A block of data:
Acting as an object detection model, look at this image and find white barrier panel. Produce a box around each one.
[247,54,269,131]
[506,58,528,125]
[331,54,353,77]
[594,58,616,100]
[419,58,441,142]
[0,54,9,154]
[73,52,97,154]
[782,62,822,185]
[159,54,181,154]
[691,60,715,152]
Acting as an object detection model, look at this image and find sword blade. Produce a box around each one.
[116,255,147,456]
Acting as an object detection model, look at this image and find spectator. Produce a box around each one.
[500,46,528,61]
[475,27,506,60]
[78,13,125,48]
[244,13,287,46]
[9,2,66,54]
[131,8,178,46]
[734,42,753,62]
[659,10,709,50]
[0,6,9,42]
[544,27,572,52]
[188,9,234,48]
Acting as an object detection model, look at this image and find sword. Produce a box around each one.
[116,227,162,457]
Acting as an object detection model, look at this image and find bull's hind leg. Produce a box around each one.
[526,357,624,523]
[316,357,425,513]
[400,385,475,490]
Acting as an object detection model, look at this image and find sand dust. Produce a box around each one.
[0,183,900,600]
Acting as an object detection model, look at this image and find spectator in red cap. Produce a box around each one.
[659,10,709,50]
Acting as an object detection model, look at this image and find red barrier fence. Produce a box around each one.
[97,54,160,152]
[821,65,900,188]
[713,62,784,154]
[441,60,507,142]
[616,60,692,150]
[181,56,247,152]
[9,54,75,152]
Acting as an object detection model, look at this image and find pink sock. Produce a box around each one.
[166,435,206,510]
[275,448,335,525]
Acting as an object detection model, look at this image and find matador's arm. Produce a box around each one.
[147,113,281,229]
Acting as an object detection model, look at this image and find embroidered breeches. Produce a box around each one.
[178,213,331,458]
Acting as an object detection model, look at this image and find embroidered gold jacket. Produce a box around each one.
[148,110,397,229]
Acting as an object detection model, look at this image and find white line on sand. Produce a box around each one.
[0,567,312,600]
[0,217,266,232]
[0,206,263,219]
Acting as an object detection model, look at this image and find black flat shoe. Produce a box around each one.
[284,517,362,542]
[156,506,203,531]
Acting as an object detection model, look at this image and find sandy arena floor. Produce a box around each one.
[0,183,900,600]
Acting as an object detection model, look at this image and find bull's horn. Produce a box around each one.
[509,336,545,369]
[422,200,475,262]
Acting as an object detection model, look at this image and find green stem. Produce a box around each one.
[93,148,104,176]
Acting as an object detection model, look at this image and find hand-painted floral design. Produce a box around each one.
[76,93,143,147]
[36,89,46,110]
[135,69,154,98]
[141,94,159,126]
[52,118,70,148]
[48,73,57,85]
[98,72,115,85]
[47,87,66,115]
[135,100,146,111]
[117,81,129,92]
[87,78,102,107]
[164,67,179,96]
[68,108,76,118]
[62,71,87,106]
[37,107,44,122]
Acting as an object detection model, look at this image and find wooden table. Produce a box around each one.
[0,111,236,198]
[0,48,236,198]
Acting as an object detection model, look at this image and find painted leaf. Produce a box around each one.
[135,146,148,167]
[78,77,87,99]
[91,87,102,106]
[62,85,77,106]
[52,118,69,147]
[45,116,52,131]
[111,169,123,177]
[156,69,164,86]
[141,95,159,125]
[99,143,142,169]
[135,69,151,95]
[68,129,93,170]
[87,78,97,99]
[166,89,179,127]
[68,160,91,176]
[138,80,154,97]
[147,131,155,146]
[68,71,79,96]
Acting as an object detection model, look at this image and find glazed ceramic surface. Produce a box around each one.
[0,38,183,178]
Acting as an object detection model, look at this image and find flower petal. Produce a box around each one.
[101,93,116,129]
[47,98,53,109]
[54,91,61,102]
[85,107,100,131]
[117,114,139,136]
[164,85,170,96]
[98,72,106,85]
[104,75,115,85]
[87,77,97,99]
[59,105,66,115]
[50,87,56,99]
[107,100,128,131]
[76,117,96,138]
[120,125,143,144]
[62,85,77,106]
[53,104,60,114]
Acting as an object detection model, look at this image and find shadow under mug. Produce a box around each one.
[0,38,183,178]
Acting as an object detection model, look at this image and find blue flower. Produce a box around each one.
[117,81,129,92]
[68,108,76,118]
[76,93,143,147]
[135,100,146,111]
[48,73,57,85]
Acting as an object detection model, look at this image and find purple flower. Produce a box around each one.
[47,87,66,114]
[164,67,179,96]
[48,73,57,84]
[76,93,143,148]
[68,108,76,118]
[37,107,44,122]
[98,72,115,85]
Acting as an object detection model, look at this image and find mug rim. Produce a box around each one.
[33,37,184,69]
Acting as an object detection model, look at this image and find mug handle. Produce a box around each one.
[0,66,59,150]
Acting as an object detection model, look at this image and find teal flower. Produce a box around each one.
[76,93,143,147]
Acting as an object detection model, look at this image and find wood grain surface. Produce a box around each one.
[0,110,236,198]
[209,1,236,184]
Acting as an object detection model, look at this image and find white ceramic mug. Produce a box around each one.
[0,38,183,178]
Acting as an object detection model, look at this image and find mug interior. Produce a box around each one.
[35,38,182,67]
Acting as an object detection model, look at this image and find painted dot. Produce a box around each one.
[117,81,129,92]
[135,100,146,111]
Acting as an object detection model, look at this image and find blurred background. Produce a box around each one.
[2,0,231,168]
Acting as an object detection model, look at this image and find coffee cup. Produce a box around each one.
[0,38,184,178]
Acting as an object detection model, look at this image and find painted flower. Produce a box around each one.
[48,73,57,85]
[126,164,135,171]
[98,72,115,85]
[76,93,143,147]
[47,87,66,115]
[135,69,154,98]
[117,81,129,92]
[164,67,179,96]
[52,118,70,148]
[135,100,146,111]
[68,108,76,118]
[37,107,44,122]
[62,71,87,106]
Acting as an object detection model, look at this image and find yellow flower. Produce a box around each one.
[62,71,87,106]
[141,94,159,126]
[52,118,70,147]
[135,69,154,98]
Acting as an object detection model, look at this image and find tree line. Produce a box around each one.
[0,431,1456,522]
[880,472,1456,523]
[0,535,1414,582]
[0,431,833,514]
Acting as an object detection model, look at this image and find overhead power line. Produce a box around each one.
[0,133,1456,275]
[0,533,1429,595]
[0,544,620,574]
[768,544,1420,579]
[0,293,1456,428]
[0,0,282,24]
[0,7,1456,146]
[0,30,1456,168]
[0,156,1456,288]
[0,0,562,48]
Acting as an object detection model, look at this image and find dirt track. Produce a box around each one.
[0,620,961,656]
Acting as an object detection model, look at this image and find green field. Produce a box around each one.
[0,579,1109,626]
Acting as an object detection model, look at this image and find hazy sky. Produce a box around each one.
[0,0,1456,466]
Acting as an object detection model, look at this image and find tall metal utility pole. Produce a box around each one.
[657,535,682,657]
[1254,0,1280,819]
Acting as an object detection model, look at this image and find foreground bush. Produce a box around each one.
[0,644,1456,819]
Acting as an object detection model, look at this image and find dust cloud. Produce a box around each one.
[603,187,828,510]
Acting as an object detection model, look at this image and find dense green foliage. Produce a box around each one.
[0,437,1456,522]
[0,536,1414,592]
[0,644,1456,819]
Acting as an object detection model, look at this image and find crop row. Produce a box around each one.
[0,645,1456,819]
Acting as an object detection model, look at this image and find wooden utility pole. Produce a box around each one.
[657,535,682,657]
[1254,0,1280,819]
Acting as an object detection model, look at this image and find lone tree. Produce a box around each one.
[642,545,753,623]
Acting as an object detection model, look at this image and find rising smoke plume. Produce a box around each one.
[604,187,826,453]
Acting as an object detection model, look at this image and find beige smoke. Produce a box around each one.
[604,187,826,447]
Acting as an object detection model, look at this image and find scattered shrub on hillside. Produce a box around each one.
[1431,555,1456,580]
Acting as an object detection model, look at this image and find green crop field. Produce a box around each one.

* _Written problem_: Copy every row above verbatim, changing nothing.

* _Full answer_:
Acting as an object detection model, look at this image and find white barrier panel. Produce a box around each one.
[247,54,269,131]
[506,58,528,125]
[331,54,353,77]
[594,58,616,100]
[419,58,441,142]
[0,54,9,154]
[73,52,97,154]
[782,62,822,185]
[159,54,181,154]
[691,60,715,152]
Acting as an object detection model, look at this image and find sword blade. Produce a box around each one.
[116,255,147,456]
Acting as an object detection model, look at this image and find spectator. Produce a box around each one.
[500,46,528,61]
[475,27,506,60]
[78,13,125,48]
[244,13,287,46]
[9,2,66,54]
[131,8,178,46]
[734,42,753,62]
[659,10,709,50]
[0,6,9,42]
[544,27,572,52]
[188,9,234,48]
Acting as an object detection model, look at this image and find sword. Produce a box around each one.
[116,227,162,457]
Acting as an object detection model, look at this image and find bull's hind leg. Produce a box around each one.
[526,357,624,523]
[316,357,425,513]
[400,385,475,490]
Acting as an object detection model, look at this image and find sand dust. Produce a box around each one.
[0,183,900,600]
Acting as an object detection model, look at this image and find spectator in red cap. Produce a box around each one.
[659,10,709,50]
Acting as an object detection model, look at this image and find red barrier fence. Produce a box around each one.
[97,54,160,152]
[821,65,900,188]
[713,62,784,154]
[441,60,507,142]
[616,60,692,150]
[181,56,247,152]
[9,54,75,152]
Acting as an object detection model, look at this image and find pink sock. Produce a box around each one.
[166,435,206,510]
[275,448,335,525]
Acting as an object detection model, look at this image and find matador's arm. Produce a box around each one.
[147,113,281,229]
Acting as an object detection model, look at this image and find embroidered breeches. Produce a box around each one.
[178,213,331,458]
Acting as an object detection model, look at this image and find embroidered gold jacket. Produce a box around each one.
[148,110,397,229]
Acting as an object detection model, look at this image and find white line on sand. Produce a box around each one.
[0,567,312,600]
[0,217,266,232]
[0,206,263,219]
Acting as an object detection model, look at this image and find black flat shoe. Produce a box around each one.
[284,517,362,542]
[156,506,203,531]
Acting as an object detection model, look at this image and find sandy arena floor. Produce a box around each one.
[0,183,900,600]
Acting as an object detection model, look at this image and find bull's horn. Produce a box around each one.
[509,336,545,369]
[422,200,475,262]
Acting as an object detection model, look at this image and find green stem. Produce a box around each one.
[93,148,104,176]
Acting as an object detection model, look at this image and find hand-painted floral design. Produce a box around each one.
[76,93,143,147]
[36,89,46,110]
[135,69,154,98]
[141,94,159,126]
[52,118,70,148]
[48,73,57,85]
[98,72,115,85]
[47,87,66,115]
[135,100,146,111]
[117,81,129,92]
[87,78,102,107]
[164,67,179,96]
[68,108,76,118]
[62,71,87,106]
[37,107,44,122]
Acting as an object detection model, look at this image and find wooden table. Produce a box around each one.
[0,111,236,198]
[0,48,236,198]
Acting as an object detection model, look at this image and find painted leaf. Produce a box around each one.
[135,146,148,167]
[78,77,87,99]
[91,87,102,106]
[62,85,77,106]
[52,118,69,147]
[45,116,52,131]
[111,169,123,177]
[156,69,164,86]
[141,95,159,125]
[99,143,142,169]
[135,69,151,95]
[68,129,93,170]
[87,78,97,99]
[166,89,179,127]
[68,160,91,176]
[138,80,154,97]
[147,131,155,146]
[68,71,79,96]
Acting as an object detection model, look at this image and find glazed ceramic surface. Produce a box around each one.
[0,38,183,178]
Acting as an object detection model, look at this image and find flower petal. Produce a box around each one.
[101,93,116,129]
[47,98,53,109]
[54,91,61,102]
[85,107,100,131]
[117,114,139,136]
[164,85,170,96]
[98,72,106,85]
[104,75,115,85]
[87,77,97,99]
[59,105,66,115]
[50,87,56,99]
[107,100,128,131]
[76,117,96,138]
[120,125,143,144]
[62,85,77,106]
[53,104,60,114]
Acting as an object detection model, look at this image and find shadow under mug. Produce a box around each one.
[0,38,183,178]
Acting as an object detection model, look at this image and find blue flower. Produce a box around each one.
[117,81,129,92]
[68,108,76,118]
[76,93,143,147]
[135,100,146,111]
[48,73,57,85]
Acting as an object detection model, look at this image and find purple flower. Produce a box around each one.
[47,87,66,114]
[164,67,179,96]
[48,73,57,84]
[76,93,143,148]
[68,108,76,118]
[37,107,44,122]
[98,72,115,85]
Acting as an object detection model, look at this image and find mug rim. Produce a box around each one.
[33,37,184,69]
Acting as an object detection model, look at this image and find mug handle. Produce a box around each one.
[0,66,59,150]
Acting as an object detection model, look at this image and find teal flower. Produce a box around each one.
[76,93,143,147]
Acting as an object detection model, look at this image and find wood grain surface. Produce a box around each one.
[0,110,236,198]
[209,1,236,184]
Acting as an object detection model, look at this image and find white ceramic mug. Produce a box around each one.
[0,38,183,178]
Acting as an object detection model, look at this image and find mug interior. Produce a box around each one.
[35,38,182,67]
Acting as an object detection model, look at this image and find painted dot. Produce a box around each one.
[117,81,129,92]
[135,100,146,111]
Acting as an object detection model, look at this image and find blurred background. Produce a box around each one.
[2,0,231,168]
Acting as an object detection model, look at this image and find coffee cup. Produce a box around each one.
[0,38,184,178]
Acting as an object detection model, look at this image and find painted flower. Produce a box around each one.
[48,73,57,85]
[126,164,135,171]
[98,72,115,85]
[76,93,143,147]
[47,87,66,115]
[135,69,154,98]
[117,81,129,92]
[164,67,179,96]
[52,118,70,148]
[135,100,146,111]
[68,108,76,118]
[37,107,44,122]
[62,71,87,106]
Acting as an object detection model, look at this image and find yellow flower. Produce a box around each one.
[62,71,87,106]
[141,94,159,126]
[52,118,70,147]
[135,69,154,98]
Acting as an object detection model, look at this image and find tree line. Produce a box around each one.
[0,431,1456,522]
[880,472,1456,523]
[0,535,1414,582]
[0,431,833,514]
Acting as an object detection model, look at this image and find overhead power line. Produce a box around each one.
[0,133,1456,275]
[0,533,1429,595]
[0,544,620,574]
[768,544,1420,579]
[0,293,1456,428]
[0,0,282,24]
[0,7,1456,146]
[0,30,1456,168]
[0,156,1456,288]
[0,0,562,48]
Acting as an object detection model, look at this image and find dirt track. Produce a box around each one.
[0,620,961,656]
Acting as an object detection model, look at this image and find green field. Produce a box around each one.
[0,579,1109,626]
Acting as an object detection model, look at this image and find hazy sky. Produce a box around each one.
[0,0,1456,466]
Acting as an object detection model, look at this image and find tall metal utility pole. Produce a box around each one.
[657,535,682,657]
[1254,0,1280,819]
Acting as an object detection model, look at this image and find foreground bush. Produce a box around each one.
[0,644,1456,819]
Acting as an object detection model, look at this image and find dust cloud. Produce a box around each one.
[603,187,828,510]
Acting as an object detection model, look at this image and find dense green foliage. Produce a box around each one.
[0,437,1456,522]
[0,536,1414,592]
[0,644,1456,819]
Acting as an object detection model, look at this image and find crop row. Produce a box around each one.
[0,645,1456,819]
Acting as an object detection model, look at this image and find wooden utility pole. Produce a box around each one.
[657,535,682,657]
[1254,0,1280,819]
Acting as an object detection model, look at this image and find lone tree. Produce a box around each one.
[642,545,753,623]
Acting as an object detection model, look at this image and find rising smoke plume. Produce a box around each one.
[604,187,826,453]
Acting as an object detection model, look at this image and find beige smoke. Produce a box around each one.
[604,187,826,447]
Acting as an object detection model, look at this image and find scattered shrub on hillside. Produce a box around each one.
[1431,555,1456,580]
Acting as an object detection model, look at this image and find green crop field. Produce a box around each one.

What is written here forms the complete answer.